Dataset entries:
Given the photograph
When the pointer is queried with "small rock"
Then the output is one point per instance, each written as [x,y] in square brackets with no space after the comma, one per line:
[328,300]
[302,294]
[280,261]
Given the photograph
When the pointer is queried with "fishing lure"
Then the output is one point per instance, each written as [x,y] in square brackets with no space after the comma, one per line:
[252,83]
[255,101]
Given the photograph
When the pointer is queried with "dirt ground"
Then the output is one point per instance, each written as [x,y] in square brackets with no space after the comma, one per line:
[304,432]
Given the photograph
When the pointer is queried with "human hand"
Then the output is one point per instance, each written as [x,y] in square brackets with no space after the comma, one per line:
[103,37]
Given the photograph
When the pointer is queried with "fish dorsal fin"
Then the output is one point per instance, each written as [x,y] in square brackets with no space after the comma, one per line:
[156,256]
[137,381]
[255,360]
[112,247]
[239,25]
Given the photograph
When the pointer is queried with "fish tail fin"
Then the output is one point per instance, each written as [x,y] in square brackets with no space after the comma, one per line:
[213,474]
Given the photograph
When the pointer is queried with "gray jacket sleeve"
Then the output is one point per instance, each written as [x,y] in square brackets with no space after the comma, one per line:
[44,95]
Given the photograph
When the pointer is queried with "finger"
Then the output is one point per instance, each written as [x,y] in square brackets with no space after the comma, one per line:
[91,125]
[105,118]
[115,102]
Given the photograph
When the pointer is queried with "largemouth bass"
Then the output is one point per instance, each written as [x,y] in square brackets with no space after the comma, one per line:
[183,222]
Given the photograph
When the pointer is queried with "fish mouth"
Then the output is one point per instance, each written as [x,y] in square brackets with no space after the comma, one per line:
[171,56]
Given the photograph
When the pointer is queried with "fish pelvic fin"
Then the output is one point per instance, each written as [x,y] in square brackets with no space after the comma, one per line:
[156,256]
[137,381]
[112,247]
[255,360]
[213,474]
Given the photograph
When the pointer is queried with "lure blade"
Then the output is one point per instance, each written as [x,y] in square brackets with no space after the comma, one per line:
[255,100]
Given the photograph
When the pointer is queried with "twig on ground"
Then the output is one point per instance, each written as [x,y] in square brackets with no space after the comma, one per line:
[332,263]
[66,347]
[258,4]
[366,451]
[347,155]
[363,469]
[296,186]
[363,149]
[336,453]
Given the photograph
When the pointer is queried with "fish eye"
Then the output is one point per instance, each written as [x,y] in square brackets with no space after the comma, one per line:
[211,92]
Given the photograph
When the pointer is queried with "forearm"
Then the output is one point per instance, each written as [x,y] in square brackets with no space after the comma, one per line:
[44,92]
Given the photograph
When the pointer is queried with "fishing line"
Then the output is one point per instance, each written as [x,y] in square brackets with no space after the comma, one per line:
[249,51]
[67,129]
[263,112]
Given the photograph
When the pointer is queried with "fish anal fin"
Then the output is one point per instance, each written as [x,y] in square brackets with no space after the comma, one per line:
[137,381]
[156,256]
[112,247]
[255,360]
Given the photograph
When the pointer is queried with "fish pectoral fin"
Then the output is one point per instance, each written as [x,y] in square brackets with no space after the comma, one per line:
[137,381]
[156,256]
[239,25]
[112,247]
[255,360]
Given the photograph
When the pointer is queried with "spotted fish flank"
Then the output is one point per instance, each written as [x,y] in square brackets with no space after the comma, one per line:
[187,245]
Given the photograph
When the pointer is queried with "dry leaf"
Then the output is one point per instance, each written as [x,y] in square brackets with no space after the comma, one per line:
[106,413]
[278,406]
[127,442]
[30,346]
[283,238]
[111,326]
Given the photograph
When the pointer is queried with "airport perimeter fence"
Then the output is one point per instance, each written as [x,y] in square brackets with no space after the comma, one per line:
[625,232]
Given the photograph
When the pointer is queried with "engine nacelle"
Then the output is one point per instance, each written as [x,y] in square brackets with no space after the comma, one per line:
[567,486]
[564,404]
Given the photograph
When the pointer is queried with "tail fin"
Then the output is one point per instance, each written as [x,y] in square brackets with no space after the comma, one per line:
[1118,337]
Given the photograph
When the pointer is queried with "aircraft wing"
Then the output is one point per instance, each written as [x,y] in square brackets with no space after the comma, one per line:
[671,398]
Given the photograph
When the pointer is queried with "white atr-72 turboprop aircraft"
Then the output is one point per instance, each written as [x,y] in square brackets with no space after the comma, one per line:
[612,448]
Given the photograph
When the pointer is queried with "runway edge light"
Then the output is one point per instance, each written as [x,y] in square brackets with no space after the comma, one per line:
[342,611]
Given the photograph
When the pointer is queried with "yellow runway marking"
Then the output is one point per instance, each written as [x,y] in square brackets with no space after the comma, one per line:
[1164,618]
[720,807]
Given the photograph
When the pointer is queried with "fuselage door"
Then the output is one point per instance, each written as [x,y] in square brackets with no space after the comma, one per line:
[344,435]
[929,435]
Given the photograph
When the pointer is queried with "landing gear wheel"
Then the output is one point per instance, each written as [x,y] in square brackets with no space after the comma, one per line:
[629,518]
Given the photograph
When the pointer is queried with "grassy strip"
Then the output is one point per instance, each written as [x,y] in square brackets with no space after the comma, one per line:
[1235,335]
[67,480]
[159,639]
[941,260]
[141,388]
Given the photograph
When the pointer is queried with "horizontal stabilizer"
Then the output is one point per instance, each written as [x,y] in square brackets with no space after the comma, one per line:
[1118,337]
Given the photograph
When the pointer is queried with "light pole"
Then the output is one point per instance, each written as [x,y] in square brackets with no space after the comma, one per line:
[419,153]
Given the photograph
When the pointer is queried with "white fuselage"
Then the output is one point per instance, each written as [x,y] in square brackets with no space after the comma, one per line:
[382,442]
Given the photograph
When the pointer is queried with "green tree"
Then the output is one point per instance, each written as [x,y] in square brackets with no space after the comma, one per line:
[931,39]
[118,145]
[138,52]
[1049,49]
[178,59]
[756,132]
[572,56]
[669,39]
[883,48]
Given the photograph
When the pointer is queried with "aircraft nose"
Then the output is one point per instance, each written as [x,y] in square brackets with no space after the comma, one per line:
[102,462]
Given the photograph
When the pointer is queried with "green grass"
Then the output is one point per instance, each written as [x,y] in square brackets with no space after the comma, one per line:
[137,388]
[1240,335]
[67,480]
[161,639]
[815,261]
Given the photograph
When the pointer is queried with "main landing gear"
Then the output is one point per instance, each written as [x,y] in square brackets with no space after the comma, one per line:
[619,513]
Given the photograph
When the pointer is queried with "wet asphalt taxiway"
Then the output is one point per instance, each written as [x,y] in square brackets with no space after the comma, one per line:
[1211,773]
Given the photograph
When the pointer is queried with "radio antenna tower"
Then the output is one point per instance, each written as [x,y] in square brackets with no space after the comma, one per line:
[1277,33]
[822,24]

- TASK STATEMENT
All of the data above should be reproduced exactly, with nothing missing.

- RESPONSE BOX
Given the photograph
When the pointer is queried with "small rock"
Then the output is one point per instance, each written as [x,y] in square brackets with no space after the comma, one per line:
[328,300]
[302,294]
[280,261]
Given the photograph
When the pointer is queried with "fishing lure"
Then the output is one point per instance, each written as [x,y] in square brackets with no space after the comma, one per line:
[252,83]
[255,101]
Given the photograph
When the pointer is queried with "dirt ground"
Then the output is one point per instance, each written as [x,y] in square brackets with no space after the comma, one per line:
[304,432]
Given the photograph
When the pointer is queried with "human hand"
Then the output is one point per instance, each written as [x,y] in square brackets with no space after the comma, one per line:
[103,37]
Given the photograph
When the pointer is queried with "fish dorsal fin"
Then the output is one point per instance, each written as [x,y] in square brackets with no space after the comma, one per line:
[156,256]
[137,381]
[255,360]
[112,247]
[239,25]
Given the photograph
When the pointer is queried with "fish tail fin"
Then the output is one point per instance, each written as [x,y] in square brackets with no space after the comma, one per line:
[213,474]
Given the photograph
When the pointer is queried with "gray jacket sleeve"
Then the output is one point per instance, each written as [x,y] in square brackets with no space after the comma, one per line:
[44,95]
Given the photograph
When the pointer is queried with "finger"
Then the output is one point per instance, each written as [x,y] in square brackets with no space after the comma, one per line:
[91,125]
[105,118]
[115,102]
Given the photograph
When the pointer is queried with "largemouth bass"
Then the output is one point per instance, each written as [x,y] in square brackets with no space after the comma, one per line:
[183,222]
Given the photograph
When the pointer is queried with "fish mouth"
Then the output is one point per instance, each written as [x,y] in square brackets with no space after the comma, one per line:
[171,56]
Given the photograph
When the pointer is queried with "fish pelvic fin"
Then the output is one point per instance, each written as [x,y] in square brackets with no space after the comma, one per line:
[156,256]
[137,381]
[112,247]
[255,360]
[213,474]
Given the photograph
When the pointer is queried with "lure blade"
Then the output is one point per instance, each written as [x,y] in square brackets with no space after the comma, one per line:
[255,100]
Given the photograph
When the pointer is queried with "twig on ground"
Then the output is one point per instance, each written as [x,y] in square brackets with no space after the comma, one per line:
[332,263]
[66,347]
[258,4]
[366,451]
[347,155]
[363,469]
[296,186]
[363,149]
[336,453]
Given the photograph
When the pointer is queried with "fish eye"
Then the output is one point per instance, each written as [x,y] in square brackets with no space after the comma, one per line:
[211,92]
Given the photograph
When the pointer is queried with "forearm"
Then the output is one point per instance, each written as [x,y] in square brackets with no space after the comma, one per line:
[44,92]
Given the photograph
When the pointer is queried with "fishing line"
Then the output is one point per instance, each written as [x,y] in square brackets with no space after the comma, one per line:
[249,51]
[67,129]
[263,112]
Given the photograph
When the pointer is queried with "fish anal fin"
Then the output is one point per instance, each written as [x,y] in square brackets with no space after the comma, one per line:
[137,381]
[156,256]
[112,247]
[255,360]
Given the photograph
When the pointer is queried with "fish pectoral fin"
Then the output is one point per instance, each written as [x,y] in square brackets with no space after the comma, one per line:
[137,381]
[156,256]
[239,25]
[112,247]
[255,360]
Given the photograph
When the pointer is queried with "spotted fish flank"
Then the output is one point per instance, each written as [x,y] in square brackets with no space after the comma, one per line:
[187,245]
Given the photograph
When the pointer is queried with "dry leaf"
Then the output is one point per instance, each written as [x,y] in square brackets with no space after the comma, one per line:
[106,413]
[278,406]
[127,442]
[30,346]
[283,238]
[111,326]
Given the photograph
When the pointer is queried with "airport perimeter fence"
Then the output is one point per instance, each written as [x,y] in square brackets with no space after the comma, one per line:
[625,232]
Given the photograph
When the pointer is queried with "engine nacelle"
Then the output is one point per instance, each written as [x,y] in square brackets with no space after the comma, one per line:
[567,486]
[564,404]
Given the photograph
When the pointer is queried with "tail fin"
Then the output is one point per instance, each written as [x,y] in square brackets with no space after the comma, one per line:
[1118,337]
Given the photograph
When the pointer is queried with "aircraft wing"
Then the output is one point per instance, each written as [x,y] in square brackets with no space after the comma, one per line:
[671,398]
Given the photograph
When the pointer is queried with "white atr-72 turboprop aircraft"
Then the output is one point per instance, each written as [x,y] in square brackets with no space after the comma, one per line:
[612,448]
Given the photograph
When the pointer is queried with "runway edge light"
Then the output is one point per instance, each written as [x,y] in square brackets with no space after the comma, one per line:
[342,611]
Given the photograph
When the pointer is queried with "yellow runway marking"
Then the output is one point per instance, each written as [x,y] in square brackets with no space after the comma, one per line:
[1164,618]
[720,807]
Given the photograph
When the pointer is queried with "fuselage door"
Then the output is one point per instance, each written as [x,y] in square brackets with no space after the comma, one per line:
[344,435]
[929,435]
Given the photograph
When the pointer is queried with "landing gear wheel"
Then the output is one point per instance, each written as [x,y] in square brackets with no space after the comma, one per line:
[629,518]
Given the photograph
When the pointer is queried with "grassy strip"
Then the output is one point per instance, each written as [x,y] in square brackets with no space after the comma, one per line:
[1235,335]
[67,480]
[159,639]
[941,260]
[141,388]
Given the photograph
When the pointer is queried with "horizontal stabilizer"
Then the output is one point per instance, each written as [x,y] in square brackets with no space after the comma, one per line:
[1118,337]
Given the photograph
When the pointer is queried with "light pole"
Then the output is one point per instance, each written as [x,y] in square brackets with no space after the comma, one per line:
[419,153]
Given the photograph
When the pointer is queried with "white fuselage"
Then the output is one point per instance, each written as [x,y] in square brackets with no space after the comma, one per line:
[382,442]
Given the photograph
When the pointer is queried with "green tree"
Then the output is one point per instance, each written as [x,y] in square brackets with no space after the comma, one per line:
[931,39]
[118,145]
[138,52]
[1049,49]
[178,59]
[756,132]
[572,56]
[669,39]
[883,48]
Given the photograph
When the pointer is queried with "aircraft nose"
Then the output is one point per instance, each written as [x,y] in square brackets with no space after the comma, one per line:
[102,462]
Given the photograph
When the pointer is queried with "green grass"
Then the output is one point per instance, each written as [x,y] in square brackets with no space after the comma, one per line:
[137,388]
[1240,335]
[67,480]
[161,639]
[815,261]
Given the photograph
When the pointer is queried with "main landing gear"
Then the output is one point per instance, each written as [x,y] in square brackets with no space after the comma, one per line:
[619,513]
Given the photograph
When the pointer is queried with "wet asphalt taxiway"
Then the output is one point per instance, each written as [x,y] in square brackets with no space after the comma, one per line:
[1211,773]
Given the photograph
When the pointer is queried with "radio antenna tower"
Then the output is one point per instance, each written as [x,y] in square brackets with no space after the comma, one per line:
[1277,33]
[822,24]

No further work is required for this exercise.